● PROBLEM STATEMENT: Scan the entries that follow and work out how many lines contain "road". Give the number and nothing else.

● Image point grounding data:
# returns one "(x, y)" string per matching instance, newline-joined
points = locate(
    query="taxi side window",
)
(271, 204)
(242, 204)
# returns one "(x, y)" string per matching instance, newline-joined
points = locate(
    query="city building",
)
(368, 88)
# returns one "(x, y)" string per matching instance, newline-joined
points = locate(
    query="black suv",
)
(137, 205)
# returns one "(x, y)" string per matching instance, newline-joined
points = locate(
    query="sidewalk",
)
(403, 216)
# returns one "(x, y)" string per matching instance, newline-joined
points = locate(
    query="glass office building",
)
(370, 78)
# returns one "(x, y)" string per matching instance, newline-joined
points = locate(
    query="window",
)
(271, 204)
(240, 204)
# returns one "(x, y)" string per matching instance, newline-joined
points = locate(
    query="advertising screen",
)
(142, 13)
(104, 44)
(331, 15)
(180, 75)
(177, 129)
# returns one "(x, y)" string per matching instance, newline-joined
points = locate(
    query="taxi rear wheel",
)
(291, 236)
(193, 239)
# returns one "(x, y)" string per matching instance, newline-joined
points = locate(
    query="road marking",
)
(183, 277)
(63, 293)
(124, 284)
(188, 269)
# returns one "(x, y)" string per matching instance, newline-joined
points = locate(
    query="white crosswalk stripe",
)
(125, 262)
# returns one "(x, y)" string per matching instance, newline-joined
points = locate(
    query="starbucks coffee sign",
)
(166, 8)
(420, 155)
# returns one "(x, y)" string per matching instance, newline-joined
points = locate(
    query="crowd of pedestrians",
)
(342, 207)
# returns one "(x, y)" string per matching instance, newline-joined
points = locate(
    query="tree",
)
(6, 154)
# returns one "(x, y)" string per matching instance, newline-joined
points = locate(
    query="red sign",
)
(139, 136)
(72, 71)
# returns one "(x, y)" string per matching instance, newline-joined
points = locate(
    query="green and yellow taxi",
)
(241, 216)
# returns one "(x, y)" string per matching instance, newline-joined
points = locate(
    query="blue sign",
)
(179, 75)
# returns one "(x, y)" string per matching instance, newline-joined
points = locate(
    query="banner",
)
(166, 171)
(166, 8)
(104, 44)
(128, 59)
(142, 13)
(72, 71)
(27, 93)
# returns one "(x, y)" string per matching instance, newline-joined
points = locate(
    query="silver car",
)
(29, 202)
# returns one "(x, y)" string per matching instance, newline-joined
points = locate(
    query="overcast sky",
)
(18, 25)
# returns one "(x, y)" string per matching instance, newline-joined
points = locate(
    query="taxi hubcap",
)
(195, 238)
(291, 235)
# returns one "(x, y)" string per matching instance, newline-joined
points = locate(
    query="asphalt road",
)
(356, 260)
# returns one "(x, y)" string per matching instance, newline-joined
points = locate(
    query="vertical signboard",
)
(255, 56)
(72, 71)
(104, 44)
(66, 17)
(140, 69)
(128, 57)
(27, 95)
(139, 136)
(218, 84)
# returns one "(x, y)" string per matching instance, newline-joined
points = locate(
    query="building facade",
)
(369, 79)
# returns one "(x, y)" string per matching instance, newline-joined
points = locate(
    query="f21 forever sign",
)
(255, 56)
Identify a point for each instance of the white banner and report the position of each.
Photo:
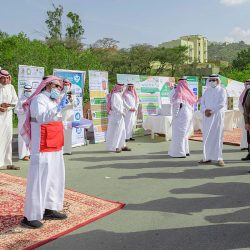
(77, 78)
(31, 75)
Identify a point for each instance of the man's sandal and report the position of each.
(12, 167)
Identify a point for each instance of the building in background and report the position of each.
(196, 44)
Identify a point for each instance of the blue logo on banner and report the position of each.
(77, 101)
(77, 116)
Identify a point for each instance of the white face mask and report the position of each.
(27, 94)
(66, 89)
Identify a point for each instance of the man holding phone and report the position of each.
(8, 100)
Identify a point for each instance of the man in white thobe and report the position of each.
(183, 102)
(8, 100)
(46, 176)
(131, 102)
(43, 130)
(116, 133)
(23, 150)
(243, 141)
(213, 104)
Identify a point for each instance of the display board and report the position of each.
(31, 75)
(77, 78)
(98, 90)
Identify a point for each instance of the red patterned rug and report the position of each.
(230, 137)
(80, 208)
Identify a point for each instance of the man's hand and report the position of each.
(3, 109)
(208, 112)
(5, 105)
(247, 127)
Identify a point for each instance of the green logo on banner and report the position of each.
(165, 91)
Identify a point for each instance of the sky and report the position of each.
(134, 21)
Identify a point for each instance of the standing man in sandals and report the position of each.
(213, 105)
(116, 133)
(131, 102)
(43, 131)
(8, 100)
(246, 106)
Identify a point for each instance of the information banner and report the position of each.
(150, 95)
(165, 85)
(31, 75)
(193, 84)
(98, 90)
(77, 78)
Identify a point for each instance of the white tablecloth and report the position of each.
(159, 124)
(232, 120)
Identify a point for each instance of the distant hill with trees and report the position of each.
(225, 51)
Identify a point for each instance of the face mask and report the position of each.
(66, 89)
(213, 84)
(27, 94)
(55, 93)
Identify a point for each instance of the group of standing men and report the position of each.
(213, 104)
(43, 125)
(42, 128)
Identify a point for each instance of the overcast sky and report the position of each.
(135, 21)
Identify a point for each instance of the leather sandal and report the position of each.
(13, 167)
(126, 149)
(204, 162)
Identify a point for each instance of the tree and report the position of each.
(54, 23)
(74, 32)
(106, 43)
(242, 62)
(172, 58)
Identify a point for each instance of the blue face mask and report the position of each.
(55, 93)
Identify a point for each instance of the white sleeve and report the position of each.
(126, 104)
(14, 98)
(40, 111)
(19, 108)
(176, 108)
(221, 102)
(202, 104)
(115, 105)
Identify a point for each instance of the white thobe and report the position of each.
(213, 126)
(46, 176)
(130, 116)
(7, 95)
(68, 115)
(243, 141)
(181, 124)
(116, 133)
(23, 150)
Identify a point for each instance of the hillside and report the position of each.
(225, 51)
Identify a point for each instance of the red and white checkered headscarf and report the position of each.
(134, 93)
(247, 82)
(184, 94)
(116, 89)
(6, 74)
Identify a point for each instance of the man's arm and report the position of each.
(247, 109)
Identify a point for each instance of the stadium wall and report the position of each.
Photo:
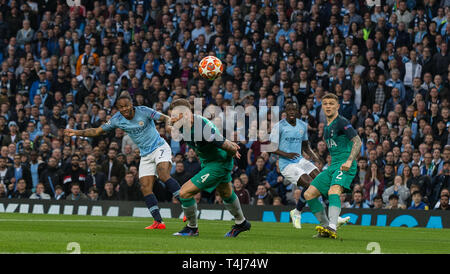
(364, 217)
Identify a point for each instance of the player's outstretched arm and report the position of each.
(289, 155)
(232, 148)
(90, 132)
(165, 119)
(356, 147)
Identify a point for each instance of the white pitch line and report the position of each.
(184, 252)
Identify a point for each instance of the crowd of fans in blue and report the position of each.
(64, 66)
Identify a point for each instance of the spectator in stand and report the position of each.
(377, 202)
(443, 203)
(399, 189)
(21, 192)
(109, 193)
(51, 176)
(257, 176)
(393, 202)
(418, 202)
(358, 201)
(3, 191)
(59, 193)
(40, 194)
(423, 181)
(93, 193)
(73, 173)
(373, 184)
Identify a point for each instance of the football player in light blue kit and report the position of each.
(156, 155)
(290, 137)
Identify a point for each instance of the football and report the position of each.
(210, 67)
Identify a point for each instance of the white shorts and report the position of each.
(293, 172)
(147, 166)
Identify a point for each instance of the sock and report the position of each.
(334, 209)
(174, 187)
(318, 211)
(301, 201)
(152, 204)
(233, 205)
(189, 207)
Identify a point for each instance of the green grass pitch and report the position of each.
(31, 233)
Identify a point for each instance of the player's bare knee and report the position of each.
(163, 173)
(335, 189)
(185, 194)
(309, 195)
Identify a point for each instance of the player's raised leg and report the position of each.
(318, 186)
(163, 162)
(308, 172)
(151, 201)
(189, 206)
(232, 204)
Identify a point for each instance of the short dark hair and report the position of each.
(180, 102)
(330, 96)
(393, 196)
(124, 95)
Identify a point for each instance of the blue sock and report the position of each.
(152, 204)
(301, 201)
(174, 187)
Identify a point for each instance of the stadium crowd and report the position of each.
(63, 67)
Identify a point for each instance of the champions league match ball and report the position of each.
(210, 67)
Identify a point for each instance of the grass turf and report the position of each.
(31, 233)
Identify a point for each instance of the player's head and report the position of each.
(330, 104)
(291, 111)
(181, 106)
(125, 105)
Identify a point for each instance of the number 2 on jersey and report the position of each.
(204, 177)
(339, 176)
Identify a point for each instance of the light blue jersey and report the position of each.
(290, 139)
(141, 128)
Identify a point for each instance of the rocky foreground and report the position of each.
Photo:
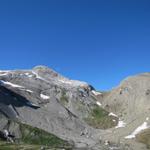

● SOLUTION TO THIS PROBLEM: 2